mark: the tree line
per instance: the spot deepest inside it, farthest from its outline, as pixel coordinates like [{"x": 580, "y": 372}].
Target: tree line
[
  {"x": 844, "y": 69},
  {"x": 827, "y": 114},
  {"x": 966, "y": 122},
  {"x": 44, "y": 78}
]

▸ Work to complete
Print all of the entries exactly as they appear.

▸ Expected answer
mark: the tree line
per instance: the spot deepest inside it, farthest from its outline, as pixel coordinates like [{"x": 580, "y": 372}].
Target: tree line
[
  {"x": 844, "y": 69},
  {"x": 827, "y": 114},
  {"x": 966, "y": 122},
  {"x": 44, "y": 78}
]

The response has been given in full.